• **About this exercise**
All records below are to be set down precisely as written, excluding pictures.

• **Collected data**
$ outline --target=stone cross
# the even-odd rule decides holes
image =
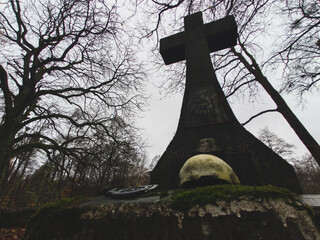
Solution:
[[[166,64],[186,60],[186,86],[175,136],[151,173],[151,183],[179,186],[179,171],[194,155],[212,154],[246,185],[275,185],[301,192],[293,167],[238,122],[215,75],[210,52],[236,44],[232,16],[203,24],[201,12],[184,19],[185,31],[161,39]]]
[[[160,40],[160,53],[167,65],[186,59],[191,60],[192,56],[186,57],[186,51],[190,52],[189,48],[196,47],[197,52],[210,53],[237,44],[237,24],[232,16],[203,24],[202,14],[198,12],[187,16],[184,26],[185,32]]]
[[[216,79],[210,52],[232,47],[237,42],[237,25],[232,16],[203,24],[202,13],[185,17],[185,31],[160,40],[166,64],[186,59],[186,93],[189,104],[182,109],[180,127],[236,120]],[[199,94],[200,93],[200,94]],[[212,111],[214,109],[214,111]]]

• **Output**
$ outline --target=stone cross
# the even-odd rule decides holes
image =
Solution:
[[[166,64],[186,60],[186,86],[175,136],[151,173],[151,183],[179,186],[179,171],[194,155],[212,154],[246,185],[275,185],[301,192],[293,167],[238,122],[215,75],[210,52],[236,44],[232,16],[203,24],[201,12],[184,19],[185,31],[161,39]]]
[[[160,40],[160,53],[167,65],[186,59],[191,60],[192,56],[186,57],[186,51],[190,52],[189,48],[196,47],[197,52],[210,53],[237,44],[237,24],[232,16],[203,24],[202,14],[198,12],[187,16],[184,26],[185,32]]]
[[[216,79],[210,52],[232,47],[237,42],[237,25],[232,16],[203,24],[202,13],[185,17],[185,31],[160,40],[166,64],[186,59],[186,93],[189,104],[182,109],[180,127],[236,120]],[[199,94],[200,93],[200,94]],[[212,111],[214,109],[214,111]]]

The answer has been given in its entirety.